• EXERCISE PROMPT: Repeat the lines that follow, leaving nothing out.

## Start

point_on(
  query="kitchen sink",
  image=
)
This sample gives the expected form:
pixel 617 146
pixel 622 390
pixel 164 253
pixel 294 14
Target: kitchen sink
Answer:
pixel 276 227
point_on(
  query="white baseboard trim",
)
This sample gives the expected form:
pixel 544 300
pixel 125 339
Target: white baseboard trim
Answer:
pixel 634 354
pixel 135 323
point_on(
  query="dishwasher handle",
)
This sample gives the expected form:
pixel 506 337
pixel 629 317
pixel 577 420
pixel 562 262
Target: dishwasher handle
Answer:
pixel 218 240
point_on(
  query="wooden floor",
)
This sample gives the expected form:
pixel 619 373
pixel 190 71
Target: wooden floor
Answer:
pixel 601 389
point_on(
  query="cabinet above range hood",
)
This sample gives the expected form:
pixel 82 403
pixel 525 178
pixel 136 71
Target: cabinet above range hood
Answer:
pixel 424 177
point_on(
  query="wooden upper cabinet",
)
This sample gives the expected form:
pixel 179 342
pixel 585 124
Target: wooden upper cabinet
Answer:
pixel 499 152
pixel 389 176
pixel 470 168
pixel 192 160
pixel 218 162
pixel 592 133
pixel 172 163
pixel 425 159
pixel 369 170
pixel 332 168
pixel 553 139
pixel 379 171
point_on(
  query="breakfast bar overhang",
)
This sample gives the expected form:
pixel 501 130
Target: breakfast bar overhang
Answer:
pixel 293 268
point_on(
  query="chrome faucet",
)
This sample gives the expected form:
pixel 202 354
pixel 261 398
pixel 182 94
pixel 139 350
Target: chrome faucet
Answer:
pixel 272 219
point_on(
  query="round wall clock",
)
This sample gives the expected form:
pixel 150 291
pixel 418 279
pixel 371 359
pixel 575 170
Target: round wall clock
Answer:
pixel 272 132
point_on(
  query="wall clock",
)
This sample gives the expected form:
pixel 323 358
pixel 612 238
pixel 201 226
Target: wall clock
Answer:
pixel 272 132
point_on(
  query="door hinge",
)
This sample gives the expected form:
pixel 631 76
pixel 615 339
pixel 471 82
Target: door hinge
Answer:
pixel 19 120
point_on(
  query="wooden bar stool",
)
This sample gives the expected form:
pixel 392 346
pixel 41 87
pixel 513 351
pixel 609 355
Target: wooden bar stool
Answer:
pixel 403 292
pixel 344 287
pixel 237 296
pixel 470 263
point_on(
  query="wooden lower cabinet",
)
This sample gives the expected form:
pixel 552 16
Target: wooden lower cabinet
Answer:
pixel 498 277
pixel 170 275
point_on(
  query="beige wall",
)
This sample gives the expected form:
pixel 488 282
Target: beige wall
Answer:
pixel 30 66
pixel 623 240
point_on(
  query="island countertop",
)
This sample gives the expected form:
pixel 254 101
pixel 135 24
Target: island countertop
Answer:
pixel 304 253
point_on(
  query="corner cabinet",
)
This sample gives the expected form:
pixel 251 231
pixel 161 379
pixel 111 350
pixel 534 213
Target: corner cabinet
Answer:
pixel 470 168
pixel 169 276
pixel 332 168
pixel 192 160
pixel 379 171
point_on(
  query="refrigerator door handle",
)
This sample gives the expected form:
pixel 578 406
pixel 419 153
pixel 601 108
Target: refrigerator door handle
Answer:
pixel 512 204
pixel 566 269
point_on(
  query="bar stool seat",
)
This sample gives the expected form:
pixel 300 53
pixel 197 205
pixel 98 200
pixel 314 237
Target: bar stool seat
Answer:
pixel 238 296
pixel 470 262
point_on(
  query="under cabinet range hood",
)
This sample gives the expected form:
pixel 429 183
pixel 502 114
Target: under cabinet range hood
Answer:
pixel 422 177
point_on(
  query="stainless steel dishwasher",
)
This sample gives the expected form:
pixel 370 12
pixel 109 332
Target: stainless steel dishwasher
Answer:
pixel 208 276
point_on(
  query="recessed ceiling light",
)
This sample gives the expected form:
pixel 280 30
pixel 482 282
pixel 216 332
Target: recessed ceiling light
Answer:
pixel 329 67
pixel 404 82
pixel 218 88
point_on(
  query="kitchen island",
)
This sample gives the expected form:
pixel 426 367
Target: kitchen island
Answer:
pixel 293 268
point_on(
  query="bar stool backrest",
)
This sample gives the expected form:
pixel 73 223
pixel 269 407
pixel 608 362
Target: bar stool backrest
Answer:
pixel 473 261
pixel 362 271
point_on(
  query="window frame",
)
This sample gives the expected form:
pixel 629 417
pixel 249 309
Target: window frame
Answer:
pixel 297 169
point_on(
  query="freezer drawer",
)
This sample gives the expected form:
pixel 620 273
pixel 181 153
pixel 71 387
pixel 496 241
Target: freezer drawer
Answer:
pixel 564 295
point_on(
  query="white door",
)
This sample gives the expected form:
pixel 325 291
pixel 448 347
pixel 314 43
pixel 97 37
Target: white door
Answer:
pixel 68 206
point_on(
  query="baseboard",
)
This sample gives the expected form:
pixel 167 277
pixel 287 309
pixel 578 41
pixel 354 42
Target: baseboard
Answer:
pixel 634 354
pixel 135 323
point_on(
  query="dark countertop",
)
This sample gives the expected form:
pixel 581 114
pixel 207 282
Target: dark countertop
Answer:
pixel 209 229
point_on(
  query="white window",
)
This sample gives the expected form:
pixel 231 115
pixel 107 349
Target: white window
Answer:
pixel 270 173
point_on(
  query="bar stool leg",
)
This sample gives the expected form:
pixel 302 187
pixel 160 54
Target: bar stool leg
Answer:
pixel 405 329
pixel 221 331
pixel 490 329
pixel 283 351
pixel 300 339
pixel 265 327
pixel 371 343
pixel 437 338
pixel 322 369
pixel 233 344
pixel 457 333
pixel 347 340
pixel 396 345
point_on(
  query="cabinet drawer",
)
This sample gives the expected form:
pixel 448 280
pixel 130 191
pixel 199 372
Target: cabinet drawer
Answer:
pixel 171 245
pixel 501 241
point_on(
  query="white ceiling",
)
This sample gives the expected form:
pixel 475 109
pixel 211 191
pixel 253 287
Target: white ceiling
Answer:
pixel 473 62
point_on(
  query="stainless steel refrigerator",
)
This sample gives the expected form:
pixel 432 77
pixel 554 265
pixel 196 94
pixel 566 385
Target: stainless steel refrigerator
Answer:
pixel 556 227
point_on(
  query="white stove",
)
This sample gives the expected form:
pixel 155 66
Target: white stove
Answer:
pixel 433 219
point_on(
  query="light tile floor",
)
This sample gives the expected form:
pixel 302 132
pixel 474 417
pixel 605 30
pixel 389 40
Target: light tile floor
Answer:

## End

• RESULT:
point_on(
  query="kitchen sink",
  image=
)
This sample gives the expected form:
pixel 617 146
pixel 622 390
pixel 164 253
pixel 294 14
Target: kitchen sink
Answer:
pixel 276 227
point_on(
  query="white baseboard trim",
)
This sample gives the expected form:
pixel 544 300
pixel 125 339
Target: white baseboard trim
Answer:
pixel 634 354
pixel 135 323
point_on(
  query="dishwasher handle",
)
This sample gives the expected form:
pixel 506 337
pixel 629 317
pixel 577 420
pixel 562 262
Target: dishwasher handle
Answer:
pixel 218 240
point_on(
  query="wooden floor",
)
This sample gives the expected form:
pixel 619 373
pixel 190 71
Target: wooden floor
Answer:
pixel 601 389
point_on(
  query="cabinet above range hood",
)
This sample gives the expected form:
pixel 82 403
pixel 525 178
pixel 136 71
Target: cabinet above range hood
Answer:
pixel 424 177
point_on(
  query="wooden upper cabinet",
)
This sample gives the expected form:
pixel 179 342
pixel 585 124
Target: wooden upper cabinet
Answer:
pixel 499 152
pixel 389 176
pixel 470 168
pixel 192 160
pixel 218 162
pixel 592 133
pixel 172 163
pixel 425 159
pixel 369 170
pixel 332 168
pixel 553 139
pixel 379 171
point_on(
  query="breakfast bar overhang",
)
This sample gives the expected form:
pixel 501 130
Target: breakfast bar overhang
Answer:
pixel 293 268
point_on(
  query="chrome faucet",
)
This sample gives the expected form:
pixel 202 354
pixel 261 398
pixel 182 94
pixel 139 350
Target: chrome faucet
Answer:
pixel 272 219
point_on(
  query="round wall clock",
)
This sample gives the expected form:
pixel 150 291
pixel 418 279
pixel 371 359
pixel 575 170
Target: round wall clock
Answer:
pixel 272 132
point_on(
  query="wall clock",
)
This sample gives the expected form:
pixel 323 358
pixel 612 238
pixel 201 226
Target: wall clock
Answer:
pixel 272 132
point_on(
  query="door hinge",
)
This sample gives the expected form:
pixel 631 76
pixel 615 339
pixel 471 82
Target: door hinge
Answer:
pixel 19 120
point_on(
  query="wooden bar stool",
)
This sample gives the expected form:
pixel 392 346
pixel 41 87
pixel 513 351
pixel 609 355
Target: wooden bar stool
Answer:
pixel 403 292
pixel 344 287
pixel 237 296
pixel 470 263
point_on(
  query="wooden lower cabinet",
)
This sample gives the expected form:
pixel 552 16
Target: wooden lower cabinet
Answer:
pixel 498 277
pixel 170 275
point_on(
  query="beige wall",
)
This sample gives the expected form:
pixel 488 282
Target: beige wall
Answer:
pixel 30 66
pixel 623 240
point_on(
  query="island countertop",
)
This sample gives the expected form:
pixel 254 101
pixel 135 24
Target: island countertop
Answer:
pixel 304 253
point_on(
  query="corner cabinet",
)
This sample gives the expected form:
pixel 251 231
pixel 161 379
pixel 111 350
pixel 534 213
Target: corner cabinet
Answer:
pixel 470 168
pixel 169 276
pixel 332 168
pixel 192 160
pixel 379 171
point_on(
  query="refrigerator door handle",
)
This sample gives the expected form:
pixel 578 406
pixel 419 153
pixel 601 108
Target: refrigerator door handle
Answer:
pixel 512 204
pixel 566 269
point_on(
  query="bar stool seat",
)
This sample gives the expected form:
pixel 300 53
pixel 197 205
pixel 98 200
pixel 314 237
Target: bar stool seat
Answer:
pixel 238 296
pixel 470 262
point_on(
  query="under cabinet range hood",
)
This sample gives the expected form:
pixel 429 183
pixel 502 114
Target: under cabinet range hood
Answer:
pixel 422 177
point_on(
  query="stainless steel dishwasher",
)
This sample gives the expected form:
pixel 370 12
pixel 109 332
Target: stainless steel dishwasher
Answer:
pixel 208 276
point_on(
  query="recessed ceiling light",
)
This sample gives the expected form:
pixel 280 30
pixel 482 282
pixel 216 332
Target: recessed ceiling light
Answer:
pixel 329 67
pixel 404 82
pixel 218 88
point_on(
  query="kitchen island",
)
This sample gives the expected form:
pixel 426 367
Target: kitchen island
Answer:
pixel 293 268
point_on(
  query="bar stool backrest",
)
This sample gives the expected form:
pixel 73 223
pixel 269 407
pixel 608 362
Target: bar stool backrest
Answer:
pixel 473 261
pixel 362 271
point_on(
  query="window frame",
)
This sample gives the expected form:
pixel 629 417
pixel 249 309
Target: window frame
Answer:
pixel 297 169
point_on(
  query="freezer drawer",
)
This sample gives the expected form:
pixel 620 273
pixel 181 153
pixel 71 387
pixel 496 241
Target: freezer drawer
Answer:
pixel 564 295
point_on(
  query="white door",
)
This sample gives the expected form:
pixel 325 291
pixel 448 347
pixel 314 43
pixel 97 37
Target: white door
Answer:
pixel 68 206
point_on(
  query="baseboard",
)
This sample gives the expected form:
pixel 167 277
pixel 287 309
pixel 578 41
pixel 354 42
Target: baseboard
Answer:
pixel 634 354
pixel 135 323
point_on(
  query="dark countertop",
)
This sample gives the expected form:
pixel 581 114
pixel 207 282
Target: dark countertop
Answer:
pixel 209 229
point_on(
  query="white window",
)
This sample gives the expected form:
pixel 231 115
pixel 107 349
Target: white window
Answer:
pixel 270 173
point_on(
  query="bar stool leg",
)
This sample gives the expected form:
pixel 302 187
pixel 160 54
Target: bar stool leg
Answer:
pixel 405 329
pixel 221 331
pixel 490 329
pixel 283 351
pixel 300 339
pixel 265 327
pixel 371 343
pixel 437 338
pixel 322 369
pixel 233 344
pixel 457 333
pixel 347 340
pixel 396 345
point_on(
  query="cabinet drawer",
)
This sample gives the expected form:
pixel 448 280
pixel 130 191
pixel 199 372
Target: cabinet drawer
Answer:
pixel 171 245
pixel 501 241
point_on(
  query="white ceiling",
)
This sample gives the expected form:
pixel 475 109
pixel 211 191
pixel 253 287
Target: white ceiling
Answer:
pixel 473 62
point_on(
  query="stainless steel refrigerator",
)
This sample gives the expected form:
pixel 432 77
pixel 554 265
pixel 196 94
pixel 566 385
Target: stainless steel refrigerator
Answer:
pixel 556 227
point_on(
  query="white stove",
)
This sample gives the expected form:
pixel 155 66
Target: white stove
Answer:
pixel 433 219
point_on(
  query="light tile floor",
)
This sample gives the expected form:
pixel 302 132
pixel 474 417
pixel 605 30
pixel 389 40
Target: light tile floor
Answer:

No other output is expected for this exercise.